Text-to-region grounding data
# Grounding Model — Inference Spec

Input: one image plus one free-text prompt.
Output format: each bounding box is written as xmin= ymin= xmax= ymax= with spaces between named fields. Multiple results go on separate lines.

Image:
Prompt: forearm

What you will do >> Every line of the data should be output exactly as it was given.

Answer for the task >>
# Grounding Model — Inference Spec

Input: one image plus one free-text prompt.
Output format: each bounding box is written as xmin= ymin= xmax= ymax= with spaces between named fields. Multiple results go on separate lines.

Image:
Prompt: forearm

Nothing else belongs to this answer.